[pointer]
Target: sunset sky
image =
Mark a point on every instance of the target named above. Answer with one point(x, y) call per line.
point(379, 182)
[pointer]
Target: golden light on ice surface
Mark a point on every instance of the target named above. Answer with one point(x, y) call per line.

^^^^^^^^^^^^^^^^

_What needs to be done_
Reproduce every line of the rows above, requests included, and scale the answers by multiplying each point coordinate by 0.2. Round each result to the nearest whole number, rounding halves up.

_Worked answer_
[pointer]
Target: sunset sky
image =
Mark a point on every instance of the target named above. Answer with one point(x, y) call per line.
point(76, 36)
[pointer]
Target: golden light on ice surface
Mark a point on every instance of the target named above. Answer with one point(x, y) call per line.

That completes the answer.